(Raw records)

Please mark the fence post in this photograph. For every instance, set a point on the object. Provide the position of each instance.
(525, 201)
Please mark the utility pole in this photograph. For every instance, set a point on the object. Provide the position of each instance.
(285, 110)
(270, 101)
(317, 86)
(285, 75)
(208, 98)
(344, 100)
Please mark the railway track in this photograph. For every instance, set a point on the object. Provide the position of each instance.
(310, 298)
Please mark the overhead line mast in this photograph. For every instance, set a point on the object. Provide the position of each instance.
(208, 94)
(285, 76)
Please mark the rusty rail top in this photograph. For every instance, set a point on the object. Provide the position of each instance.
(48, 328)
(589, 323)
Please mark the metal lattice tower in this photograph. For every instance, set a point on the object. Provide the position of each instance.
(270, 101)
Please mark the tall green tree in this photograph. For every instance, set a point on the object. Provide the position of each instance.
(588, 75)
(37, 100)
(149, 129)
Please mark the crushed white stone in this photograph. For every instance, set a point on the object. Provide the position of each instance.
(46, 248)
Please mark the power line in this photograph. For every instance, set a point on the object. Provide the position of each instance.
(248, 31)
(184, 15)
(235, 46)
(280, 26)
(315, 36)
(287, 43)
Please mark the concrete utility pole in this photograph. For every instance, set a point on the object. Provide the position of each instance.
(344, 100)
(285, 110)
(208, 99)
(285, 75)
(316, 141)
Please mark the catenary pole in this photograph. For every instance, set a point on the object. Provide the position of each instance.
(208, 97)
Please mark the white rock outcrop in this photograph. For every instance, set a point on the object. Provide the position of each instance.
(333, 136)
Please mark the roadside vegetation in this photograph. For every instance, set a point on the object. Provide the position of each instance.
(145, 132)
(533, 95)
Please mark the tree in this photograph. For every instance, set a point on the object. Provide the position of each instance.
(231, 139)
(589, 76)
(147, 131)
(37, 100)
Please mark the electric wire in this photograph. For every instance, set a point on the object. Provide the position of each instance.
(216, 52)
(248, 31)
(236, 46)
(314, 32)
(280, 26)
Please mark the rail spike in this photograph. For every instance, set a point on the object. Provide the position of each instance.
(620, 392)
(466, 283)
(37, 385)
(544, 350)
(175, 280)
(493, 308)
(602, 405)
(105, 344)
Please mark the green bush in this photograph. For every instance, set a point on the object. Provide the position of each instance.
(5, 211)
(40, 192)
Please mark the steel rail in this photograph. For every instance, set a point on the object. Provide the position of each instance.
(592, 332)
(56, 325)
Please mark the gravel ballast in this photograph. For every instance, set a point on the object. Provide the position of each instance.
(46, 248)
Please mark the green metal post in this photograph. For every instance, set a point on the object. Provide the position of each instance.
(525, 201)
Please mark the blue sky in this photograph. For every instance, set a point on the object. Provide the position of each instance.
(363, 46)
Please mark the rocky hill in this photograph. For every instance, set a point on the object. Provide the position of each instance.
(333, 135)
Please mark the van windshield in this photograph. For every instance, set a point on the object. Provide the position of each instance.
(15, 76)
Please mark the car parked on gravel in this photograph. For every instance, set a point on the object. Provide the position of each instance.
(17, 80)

--

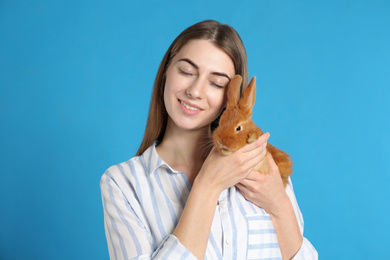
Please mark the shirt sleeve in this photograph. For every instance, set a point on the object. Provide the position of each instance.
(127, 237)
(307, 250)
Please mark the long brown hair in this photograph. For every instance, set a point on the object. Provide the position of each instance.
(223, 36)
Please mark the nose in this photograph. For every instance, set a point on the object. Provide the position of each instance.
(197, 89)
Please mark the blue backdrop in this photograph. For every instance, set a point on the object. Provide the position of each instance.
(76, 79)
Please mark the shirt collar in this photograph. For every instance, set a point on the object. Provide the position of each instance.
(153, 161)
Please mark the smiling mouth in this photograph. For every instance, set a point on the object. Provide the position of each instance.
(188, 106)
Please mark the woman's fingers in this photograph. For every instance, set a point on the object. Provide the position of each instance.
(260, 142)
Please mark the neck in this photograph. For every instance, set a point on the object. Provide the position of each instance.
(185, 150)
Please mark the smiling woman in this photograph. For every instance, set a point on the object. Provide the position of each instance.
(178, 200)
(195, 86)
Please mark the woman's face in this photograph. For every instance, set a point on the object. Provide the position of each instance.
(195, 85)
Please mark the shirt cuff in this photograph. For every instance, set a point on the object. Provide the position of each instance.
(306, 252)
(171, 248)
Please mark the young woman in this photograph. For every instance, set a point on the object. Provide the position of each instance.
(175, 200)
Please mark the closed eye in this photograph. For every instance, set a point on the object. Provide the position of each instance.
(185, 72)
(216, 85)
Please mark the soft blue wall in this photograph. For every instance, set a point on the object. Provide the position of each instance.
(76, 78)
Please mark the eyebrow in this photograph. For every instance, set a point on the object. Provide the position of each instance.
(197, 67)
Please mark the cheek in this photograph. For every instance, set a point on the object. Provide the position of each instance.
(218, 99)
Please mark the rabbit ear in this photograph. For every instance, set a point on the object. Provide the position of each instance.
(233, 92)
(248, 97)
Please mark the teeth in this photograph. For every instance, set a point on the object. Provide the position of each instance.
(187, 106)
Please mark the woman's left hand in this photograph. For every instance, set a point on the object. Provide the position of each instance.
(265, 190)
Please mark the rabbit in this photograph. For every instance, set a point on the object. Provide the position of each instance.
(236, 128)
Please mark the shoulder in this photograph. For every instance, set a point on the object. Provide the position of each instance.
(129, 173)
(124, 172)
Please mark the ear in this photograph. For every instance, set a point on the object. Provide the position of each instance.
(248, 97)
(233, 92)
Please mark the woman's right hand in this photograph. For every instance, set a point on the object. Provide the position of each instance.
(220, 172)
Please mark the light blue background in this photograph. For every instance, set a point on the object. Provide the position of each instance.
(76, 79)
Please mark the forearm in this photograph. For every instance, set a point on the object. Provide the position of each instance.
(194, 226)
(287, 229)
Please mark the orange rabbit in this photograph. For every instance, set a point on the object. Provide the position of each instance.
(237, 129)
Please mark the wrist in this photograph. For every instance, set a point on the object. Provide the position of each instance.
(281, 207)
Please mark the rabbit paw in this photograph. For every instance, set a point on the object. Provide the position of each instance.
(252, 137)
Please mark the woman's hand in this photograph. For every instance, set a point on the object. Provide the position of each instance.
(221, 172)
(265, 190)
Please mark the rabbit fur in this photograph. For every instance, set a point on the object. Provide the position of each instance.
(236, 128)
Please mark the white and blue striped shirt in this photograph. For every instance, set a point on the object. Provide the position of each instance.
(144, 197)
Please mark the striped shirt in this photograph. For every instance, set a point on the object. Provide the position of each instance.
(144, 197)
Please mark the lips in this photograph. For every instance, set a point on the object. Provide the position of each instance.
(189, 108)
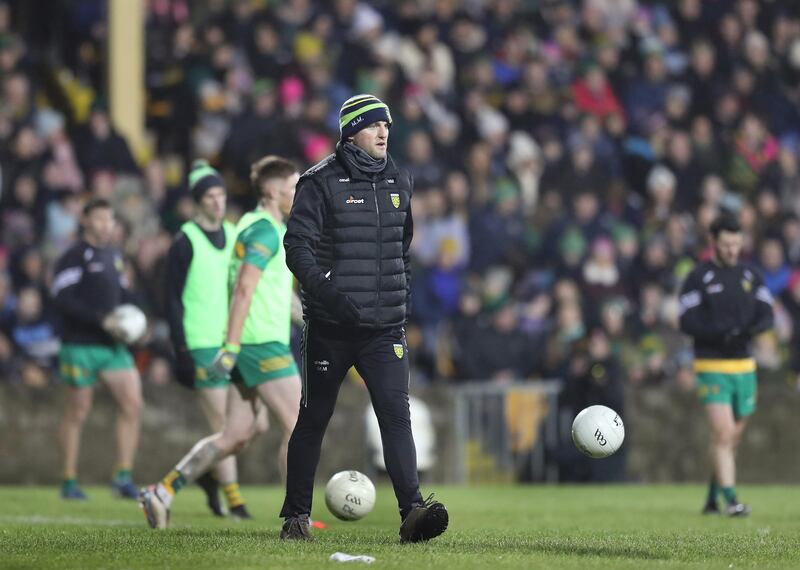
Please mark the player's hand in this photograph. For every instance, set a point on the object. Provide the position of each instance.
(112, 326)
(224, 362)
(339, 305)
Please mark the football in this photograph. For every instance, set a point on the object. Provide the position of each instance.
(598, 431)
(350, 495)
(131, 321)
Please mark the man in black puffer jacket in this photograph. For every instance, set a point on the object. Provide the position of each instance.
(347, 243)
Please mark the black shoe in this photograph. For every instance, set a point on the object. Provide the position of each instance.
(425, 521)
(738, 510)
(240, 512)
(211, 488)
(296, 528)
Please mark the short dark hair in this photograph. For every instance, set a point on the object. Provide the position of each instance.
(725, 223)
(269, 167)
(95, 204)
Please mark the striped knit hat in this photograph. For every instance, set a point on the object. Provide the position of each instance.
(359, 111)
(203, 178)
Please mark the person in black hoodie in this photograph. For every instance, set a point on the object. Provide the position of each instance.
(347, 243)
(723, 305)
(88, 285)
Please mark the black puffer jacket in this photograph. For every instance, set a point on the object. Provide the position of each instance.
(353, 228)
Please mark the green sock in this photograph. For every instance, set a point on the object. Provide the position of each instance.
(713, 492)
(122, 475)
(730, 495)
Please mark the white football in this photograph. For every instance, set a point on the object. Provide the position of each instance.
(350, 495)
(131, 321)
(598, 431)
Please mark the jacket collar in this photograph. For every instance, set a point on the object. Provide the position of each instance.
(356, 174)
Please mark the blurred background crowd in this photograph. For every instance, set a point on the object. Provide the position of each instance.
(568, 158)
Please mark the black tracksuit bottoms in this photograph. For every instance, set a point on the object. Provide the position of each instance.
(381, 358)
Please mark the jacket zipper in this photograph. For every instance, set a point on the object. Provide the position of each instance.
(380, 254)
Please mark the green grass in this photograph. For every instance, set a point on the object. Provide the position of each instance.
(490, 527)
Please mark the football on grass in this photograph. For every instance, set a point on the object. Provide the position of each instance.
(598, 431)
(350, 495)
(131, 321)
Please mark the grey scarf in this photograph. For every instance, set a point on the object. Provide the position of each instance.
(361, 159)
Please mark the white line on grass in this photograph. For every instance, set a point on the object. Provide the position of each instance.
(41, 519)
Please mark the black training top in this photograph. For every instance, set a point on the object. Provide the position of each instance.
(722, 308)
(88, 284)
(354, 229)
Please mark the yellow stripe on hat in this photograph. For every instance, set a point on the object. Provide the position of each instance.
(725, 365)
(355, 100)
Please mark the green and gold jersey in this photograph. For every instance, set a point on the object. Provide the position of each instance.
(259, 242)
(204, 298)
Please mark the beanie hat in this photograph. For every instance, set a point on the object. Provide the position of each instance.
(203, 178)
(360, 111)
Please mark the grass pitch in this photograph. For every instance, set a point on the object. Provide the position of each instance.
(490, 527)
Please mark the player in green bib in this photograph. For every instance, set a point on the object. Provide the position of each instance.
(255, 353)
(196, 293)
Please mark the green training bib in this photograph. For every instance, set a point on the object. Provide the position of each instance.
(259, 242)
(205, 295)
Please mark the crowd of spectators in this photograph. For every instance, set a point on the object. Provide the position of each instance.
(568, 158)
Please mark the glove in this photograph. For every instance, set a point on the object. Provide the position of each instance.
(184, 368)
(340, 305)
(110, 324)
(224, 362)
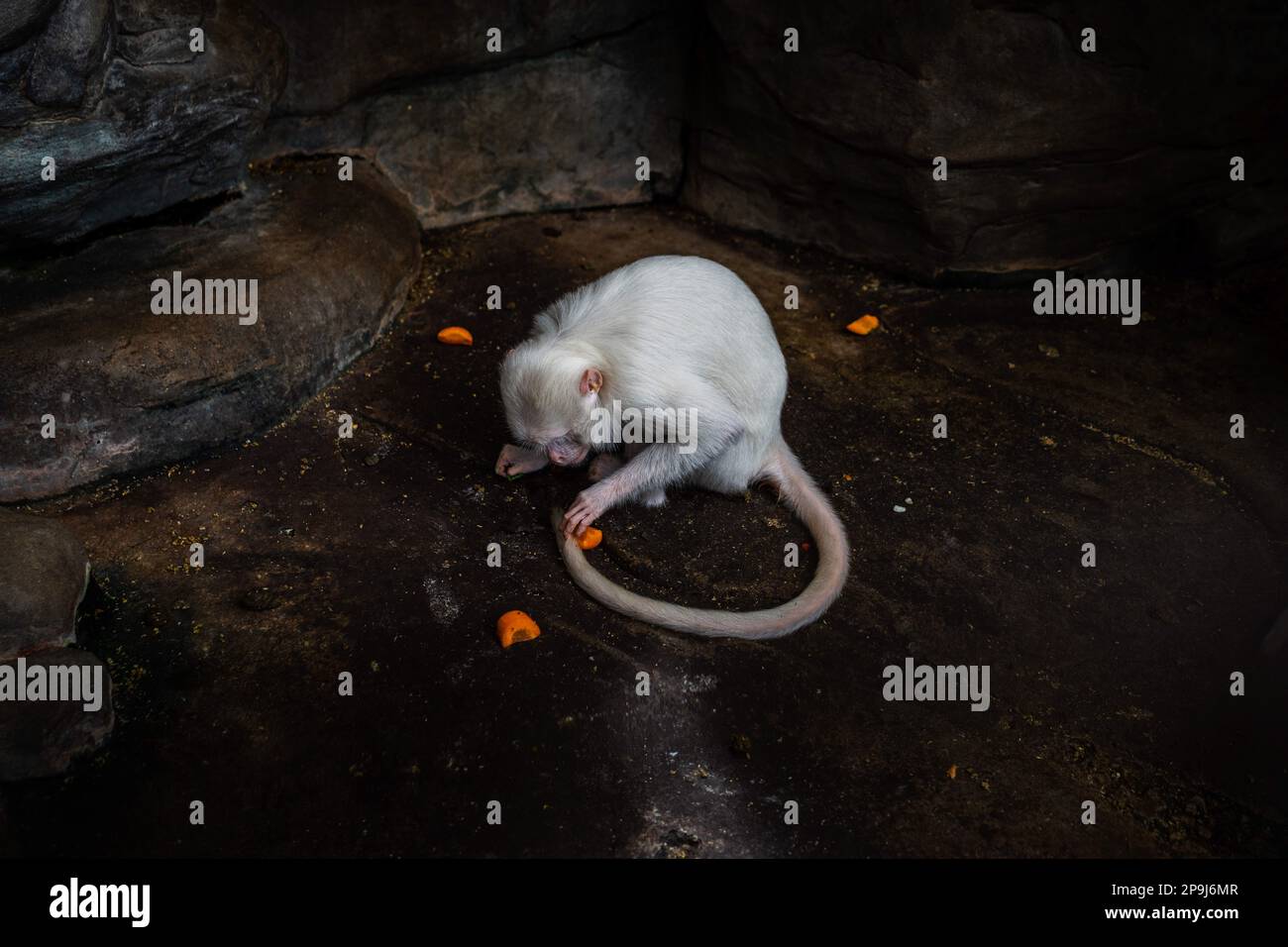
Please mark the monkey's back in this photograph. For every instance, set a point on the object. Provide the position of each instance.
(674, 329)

- What you need to do -
Find every line in the material above that contains the word "hair" and copy each one. Case counts.

- Reply -
Please mark the long brown hair in this photograph. For every instance, set a point on the object. Provide the position of each instance.
Please mark the short dark hair in this photograph. For every instance, set a point on the object. Provide the position of each instance.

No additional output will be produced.